## List of tasks
1. On the Text Cleanup script page below, what are the five sections of the interface?
2. Translate this sentence from the Text Cleanup script page below into Spanish: "Enable desired options and click the OK button to begin."
3. Continue the Text Cleanup script page below, starting after its final sentence.

## Extracted text
***

Text Cleanup

Script for Adobe InDesign
Latest update 9/28/2022, version 5.1

The script repairs common flaws in text, done in one operation rather than repeated visits to the InDesign Find/Change dialog. The script was created to clean up imported text from word processing applications, content that is often loaded with unwanted formatting — excess spaces between words, multiple spaces used to align text, unwanted line breaks, and more.

  • Reduce multiple spaces or tabs to one
  • Change double hyphens to em or en dash
  • Fix foot and inch marks
  • Remove empty paragraphs
  • Remove forced line breaks
  • Remove excess at end of paragraphs and stories
Download
FREE 30 DAY TRIAL

Single-user perpetual license

How-to Video

How to use the script

The interface is divided into five sections: Search, Spaces, Tabs, Other, and Settings. Enable desired options and click the OK button to begin.

The display is magnified to better show the changes to confirm. Also, the display mode is changed to Normal, and Show Hidden Characters is enabled.

The first match found is selected in the layout and a confirmation dialog appears on screen. A description of the proposed change is displayed above a series of buttons:

Text Cleanup confirm

Zoom: - / + — click minus to decrease zoom and show more of the page. Click plus to increase zoom for closer inspection of the change to confirm. After the change is confirmed or skipped, zoom returns to value set in the interface.

***

## Raw data
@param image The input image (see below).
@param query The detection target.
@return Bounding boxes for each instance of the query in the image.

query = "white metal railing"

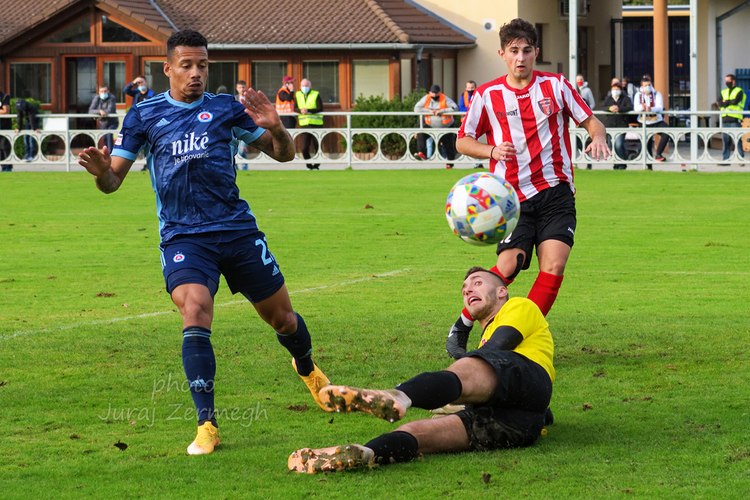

***

## Answers per task
1. Search, Spaces, Tabs, Other, and Settings.

2. Active las opciones deseadas y haga clic en el botón OK para comenzar.

3.
Confirm — the selected text is changed and displayed. The button Confirm becomes OK and the former button OK becomes Undo. The remaining buttons other than Cancel are disabled. Click OK to continue as described below. Undo reverts the change and restores the prior confirmation dialog, where Skip may be chosen instead, if desired.

Text Cleanup OK or undo

OK — (for either confirmation dialog) the selected text is changed as indicated, and the next proposed change is selected.

OK all — the selected text and all remaining matching instances are changed without further user intervention. This applies only to the current task (tasks defined as options selected). When processing of the next task begins, the confirmation dialog is again displayed. This repeats until all selected tasks are completed.

Skip — the selected text is not changed, and the next proposed change is selected.

Skip all — the selected text is not changed and all remaining matching instances are ignored. Processing resumes with the next task and again the confirmation dialog is displayed.

Cancel — processing ceases without further changes. Any changes previously accepted remain. If desired, the Edit menu item Undo restores the document to its state prior to launching the script.

The confirmation dialog appears centered on screen and near the top of the window. If the dialog obscures the layout, it may be moved to another location on screen, even to a secondary display. The dialog will maintain its new position until the next launch of the script.

If any story has overset text, it is not possible to show the proposed change because it is hidden off-screen in the overset text. In this case, a warning is displayed and the user has the option to continue regardless, or decline and remedy the overset text before trying again, the recommended choice. Then each change is visible and can be confirmed.

The original intent of the script was to correct text imported from an unreliable source such as a word processing application. When used on a completed document, know that most options will upset text flow and should be used with care.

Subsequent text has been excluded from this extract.